→ **Task instructions**:
Report every line in the data below that contains the word "winch".

[Stored data]
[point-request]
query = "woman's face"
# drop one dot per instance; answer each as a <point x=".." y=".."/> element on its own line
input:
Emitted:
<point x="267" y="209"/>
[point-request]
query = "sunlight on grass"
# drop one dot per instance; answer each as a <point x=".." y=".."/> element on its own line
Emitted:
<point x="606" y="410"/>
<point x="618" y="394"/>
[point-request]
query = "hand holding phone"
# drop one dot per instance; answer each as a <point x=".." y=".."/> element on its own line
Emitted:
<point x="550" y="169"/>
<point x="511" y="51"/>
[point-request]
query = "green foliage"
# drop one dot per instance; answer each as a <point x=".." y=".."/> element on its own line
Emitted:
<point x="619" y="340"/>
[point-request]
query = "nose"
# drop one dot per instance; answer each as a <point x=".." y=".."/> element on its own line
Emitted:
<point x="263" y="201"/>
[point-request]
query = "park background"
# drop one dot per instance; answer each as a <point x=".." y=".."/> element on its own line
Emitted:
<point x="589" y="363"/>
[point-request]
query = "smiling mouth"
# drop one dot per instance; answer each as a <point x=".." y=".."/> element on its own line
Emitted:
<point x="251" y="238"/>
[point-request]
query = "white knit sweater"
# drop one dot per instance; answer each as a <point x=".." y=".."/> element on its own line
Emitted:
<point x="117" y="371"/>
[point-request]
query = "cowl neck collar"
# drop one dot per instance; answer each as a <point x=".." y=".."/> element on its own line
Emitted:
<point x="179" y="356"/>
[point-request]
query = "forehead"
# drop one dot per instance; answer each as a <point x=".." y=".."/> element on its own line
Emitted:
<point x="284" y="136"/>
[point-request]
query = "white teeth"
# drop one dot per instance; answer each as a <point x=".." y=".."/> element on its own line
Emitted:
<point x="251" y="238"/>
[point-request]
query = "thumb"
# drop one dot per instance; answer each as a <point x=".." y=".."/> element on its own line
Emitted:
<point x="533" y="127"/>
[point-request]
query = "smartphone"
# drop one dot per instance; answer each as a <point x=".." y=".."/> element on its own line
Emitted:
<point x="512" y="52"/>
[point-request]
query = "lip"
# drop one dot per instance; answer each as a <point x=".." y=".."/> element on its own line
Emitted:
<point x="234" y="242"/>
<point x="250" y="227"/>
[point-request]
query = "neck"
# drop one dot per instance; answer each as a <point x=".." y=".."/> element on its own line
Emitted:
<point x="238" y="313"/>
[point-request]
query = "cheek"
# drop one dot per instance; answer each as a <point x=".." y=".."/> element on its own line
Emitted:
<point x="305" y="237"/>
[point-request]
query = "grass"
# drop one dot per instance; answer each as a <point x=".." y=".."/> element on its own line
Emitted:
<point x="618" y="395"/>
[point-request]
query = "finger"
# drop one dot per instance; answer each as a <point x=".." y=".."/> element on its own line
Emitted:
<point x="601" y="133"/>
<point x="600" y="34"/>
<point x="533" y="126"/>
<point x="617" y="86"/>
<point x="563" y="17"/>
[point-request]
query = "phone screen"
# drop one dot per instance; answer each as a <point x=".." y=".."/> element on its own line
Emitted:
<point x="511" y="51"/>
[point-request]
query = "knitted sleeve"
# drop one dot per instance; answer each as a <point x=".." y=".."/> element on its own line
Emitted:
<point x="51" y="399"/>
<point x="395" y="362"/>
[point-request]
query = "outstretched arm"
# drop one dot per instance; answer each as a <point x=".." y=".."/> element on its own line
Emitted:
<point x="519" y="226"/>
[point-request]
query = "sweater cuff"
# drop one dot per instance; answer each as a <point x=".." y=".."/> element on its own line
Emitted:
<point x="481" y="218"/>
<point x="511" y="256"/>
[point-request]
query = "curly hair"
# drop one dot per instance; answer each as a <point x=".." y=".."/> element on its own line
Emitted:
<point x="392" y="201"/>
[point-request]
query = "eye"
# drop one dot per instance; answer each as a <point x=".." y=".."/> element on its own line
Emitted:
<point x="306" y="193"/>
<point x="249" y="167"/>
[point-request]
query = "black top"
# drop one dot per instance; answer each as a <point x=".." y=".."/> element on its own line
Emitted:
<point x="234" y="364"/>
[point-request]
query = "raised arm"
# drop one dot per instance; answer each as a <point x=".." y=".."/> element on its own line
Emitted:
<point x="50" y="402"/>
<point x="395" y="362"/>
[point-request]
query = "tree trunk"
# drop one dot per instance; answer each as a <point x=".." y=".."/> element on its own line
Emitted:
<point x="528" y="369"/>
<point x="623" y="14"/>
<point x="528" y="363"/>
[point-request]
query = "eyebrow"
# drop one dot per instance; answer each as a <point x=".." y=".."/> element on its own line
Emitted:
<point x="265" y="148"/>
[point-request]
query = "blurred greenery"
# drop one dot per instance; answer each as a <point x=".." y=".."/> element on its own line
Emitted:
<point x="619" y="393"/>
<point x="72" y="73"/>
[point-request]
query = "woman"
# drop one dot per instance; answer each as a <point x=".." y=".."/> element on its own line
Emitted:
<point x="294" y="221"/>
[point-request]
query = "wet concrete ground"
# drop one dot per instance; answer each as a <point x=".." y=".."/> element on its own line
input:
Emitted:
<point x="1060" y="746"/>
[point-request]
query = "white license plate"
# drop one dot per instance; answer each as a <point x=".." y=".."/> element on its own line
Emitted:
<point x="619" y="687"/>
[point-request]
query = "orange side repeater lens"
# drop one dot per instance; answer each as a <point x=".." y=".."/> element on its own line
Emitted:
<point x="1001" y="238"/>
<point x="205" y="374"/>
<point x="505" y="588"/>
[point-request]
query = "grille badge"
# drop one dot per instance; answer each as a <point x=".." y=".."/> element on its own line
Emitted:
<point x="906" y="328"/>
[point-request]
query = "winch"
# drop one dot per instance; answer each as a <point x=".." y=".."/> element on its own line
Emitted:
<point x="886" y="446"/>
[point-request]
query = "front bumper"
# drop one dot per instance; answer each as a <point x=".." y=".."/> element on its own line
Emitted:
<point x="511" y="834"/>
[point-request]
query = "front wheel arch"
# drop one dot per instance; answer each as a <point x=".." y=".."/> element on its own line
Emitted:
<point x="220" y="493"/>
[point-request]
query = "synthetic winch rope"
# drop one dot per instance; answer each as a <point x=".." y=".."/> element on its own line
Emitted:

→ **Solution below**:
query = "winch"
query = "synthetic winch rope"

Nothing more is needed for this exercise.